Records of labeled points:
..........

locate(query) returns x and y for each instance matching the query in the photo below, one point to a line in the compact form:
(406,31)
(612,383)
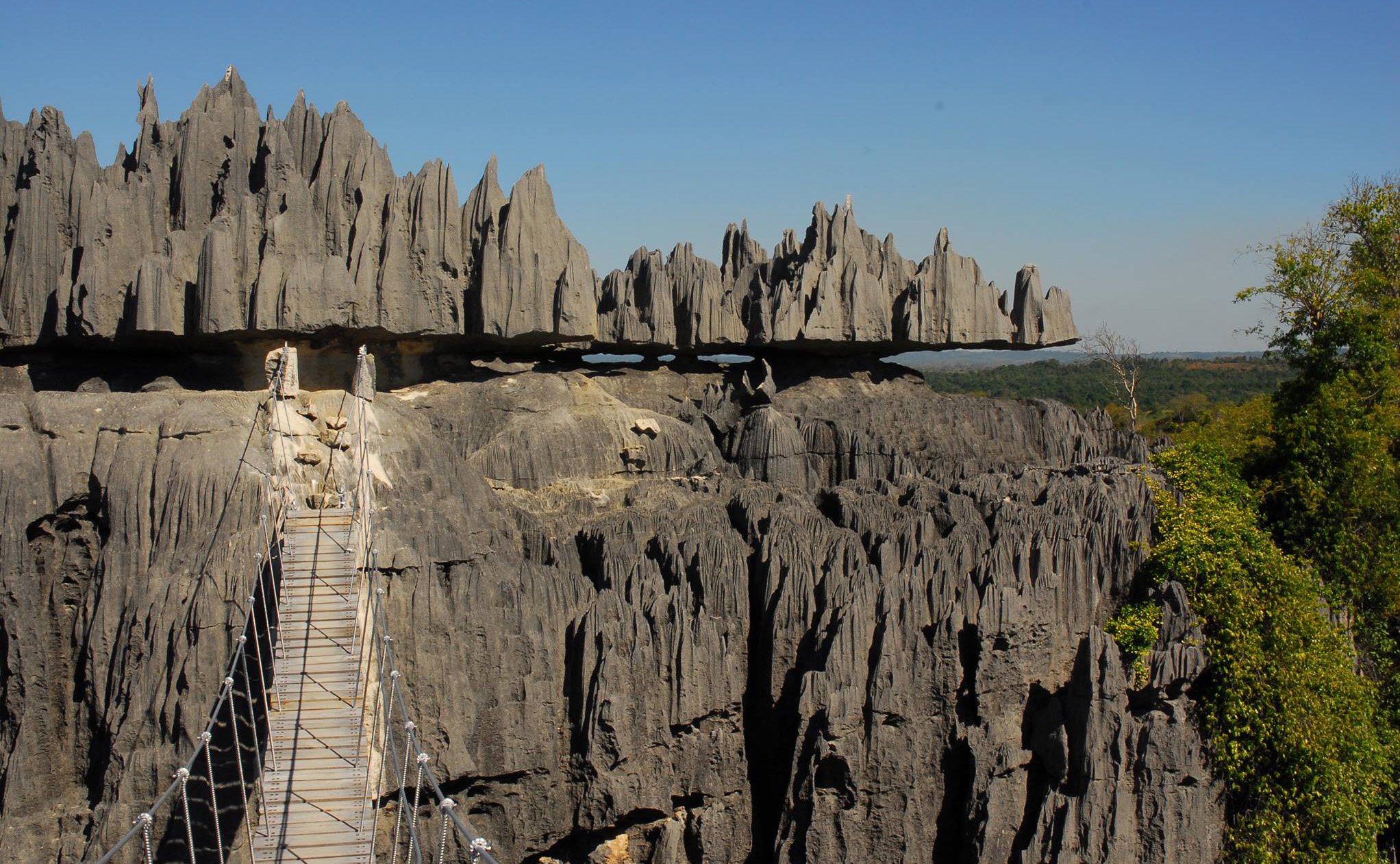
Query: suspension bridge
(310,752)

..........

To do ->
Please output every line of the entries above without changing a word, and leave the pictures out.

Task response ->
locate(query) returns x and y for each instance matching the query in the photo below, one point to a line in the compact form:
(406,31)
(612,383)
Query: suspension bridge
(310,752)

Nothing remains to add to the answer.